== DOCUMENT EXCERPT ==

Greeley Independence Stampede
- Location: Greeley Stampede (Island Grove Regional Park) 600 North 14th Avenue Greeley, CO 80631, United States

= Greeley Stampede =

Premier annual summer festival held in Greeley, Colorado

The Greeley Stampede, also known as the Greeley Independence Stampede, is an annual celebration held in Greeley, Colorado. It spans two weekends in July and features Professional Rodeo Cowboys Association (PRCA)-sanctioned rodeo, bull riding and kids' rodeos, country and classic rock concerts, demolition derby, a televised 4th of July parade, Carnival Midway, Western Art Show, free stage entertainment, and loads of festival grounds activities, mixed with food and fun. The ProRodeo Hall of Fame inducted the Greeley Stampede in 2014.

==History==
The Greeley Stampede is rich in tradition and heritage dating back to the late 1800s. By 1920, the Stampede was the largest fair or festival in the world. This community celebration that was started to honor local potato farmers, has since grown into an internationally acclaimed festival attracting close to 450,000 people annually from all parts of the United States and several foreign countries, including Canada, Mexico, and England. The Greeley Stampede is the 2nd largest fair in Colorado, and features one of the largest rodeos in the world.

Officially christened the Greeley Spud Rodeo in 1922, the event featured bucking bronc riding, fancy roping, a pie eating contest, a horse race, motorcycle and bicycle races and a two-mile Model-T Ford "free for all" race. Estimated attendance in that first official festival was 2,500 people.

In an effort to give the event some national recognition the Greeley Spud Rodeo era ended and, thus began the age of the "Go West with Greeley" Rodeo. The name taken from the famous phrase by the city's name sake, Horace Greeley, who said "Go west young man. Go west."

===

▶ [PROMPT A]: List every name the Greeley Stampede piece gives for the event, past or present.
▶ [PROMPT B]: Write the next part of the Greeley Stampede history, picking up after its last sentence.
The data after this text has nothing to do with the tasks.

== EXTRACTED INFORMATION ==

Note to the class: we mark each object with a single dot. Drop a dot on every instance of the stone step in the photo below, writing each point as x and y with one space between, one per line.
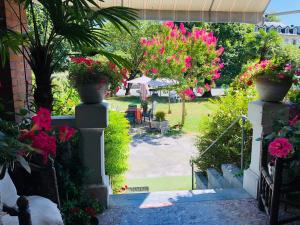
167 198
201 180
216 180
232 175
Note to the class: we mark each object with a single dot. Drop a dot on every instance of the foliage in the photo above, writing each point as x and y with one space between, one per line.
160 116
273 70
117 141
79 22
191 58
228 148
233 37
263 45
284 140
128 45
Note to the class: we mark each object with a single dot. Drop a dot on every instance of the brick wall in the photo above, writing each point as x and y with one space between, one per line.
17 71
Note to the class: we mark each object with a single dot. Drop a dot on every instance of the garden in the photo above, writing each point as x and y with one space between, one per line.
81 57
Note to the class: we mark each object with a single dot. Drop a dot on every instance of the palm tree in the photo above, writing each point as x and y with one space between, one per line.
79 22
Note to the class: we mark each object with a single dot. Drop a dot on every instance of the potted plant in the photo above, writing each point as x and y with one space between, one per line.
273 79
160 123
284 143
90 78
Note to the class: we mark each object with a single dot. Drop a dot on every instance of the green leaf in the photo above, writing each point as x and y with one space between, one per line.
24 163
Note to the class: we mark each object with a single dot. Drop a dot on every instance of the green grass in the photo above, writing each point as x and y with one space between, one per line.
196 110
163 183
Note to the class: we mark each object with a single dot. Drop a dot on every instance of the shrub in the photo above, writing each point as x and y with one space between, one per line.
117 141
160 116
226 150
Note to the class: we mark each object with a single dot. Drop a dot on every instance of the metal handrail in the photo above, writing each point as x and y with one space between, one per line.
244 119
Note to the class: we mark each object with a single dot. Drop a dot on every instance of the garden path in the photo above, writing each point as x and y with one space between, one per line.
232 207
160 156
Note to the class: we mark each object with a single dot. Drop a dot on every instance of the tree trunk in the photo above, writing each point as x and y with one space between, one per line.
127 92
183 112
169 103
43 96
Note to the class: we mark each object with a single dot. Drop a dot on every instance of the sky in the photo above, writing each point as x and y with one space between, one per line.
286 5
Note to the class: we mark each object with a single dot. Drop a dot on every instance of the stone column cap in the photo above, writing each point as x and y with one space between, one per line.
92 115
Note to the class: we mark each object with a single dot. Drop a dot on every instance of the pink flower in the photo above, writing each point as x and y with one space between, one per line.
42 120
288 67
65 133
45 143
154 70
169 24
220 51
143 41
208 87
293 121
182 29
281 75
221 65
161 50
200 90
280 147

===

▶ [EXPECTED ANSWER A]: Greeley Stampede; Greeley Independence Stampede; Greeley Spud Rodeo; "Go West with Greeley" Rodeo

▶ [EXPECTED ANSWER B]:
The Greeley Independence Stampede entitlement came in 1972 by means of a community contest and featured: Pro Rodeos; kids' rodeo; country and classic rock concerts; a televised July 4 parade, a demolition derby, carnival midway, western art show, free stage entertainment, mixed with food and fun.

The stampede went on hiatus in 1917–18 and 1942–45 due to World Wars I and II, and in 2020 due to the COVID-19 pandemic.

==Controversy==
In 2003, the Stampede Committee announced that the event would adopt the name Rocky Mountain Stampede. Stampede Committee Chairman Lew Hagenlock explained, "The event has grown to a point where it is recognized as a regional and national event... we felt it should be named accordingly. We're excited to begin a new era in the event's history." Many within the community; however, saw this as an advance move aimed at moving the event to the recently completed Larimer County Fairgrounds and Events Complex, also known as The Ranch in Loveland, Colorado. Due to the resulting public outcry, the Stampede Committee ultimately decided to change the name to Greeley Stampede in 2005.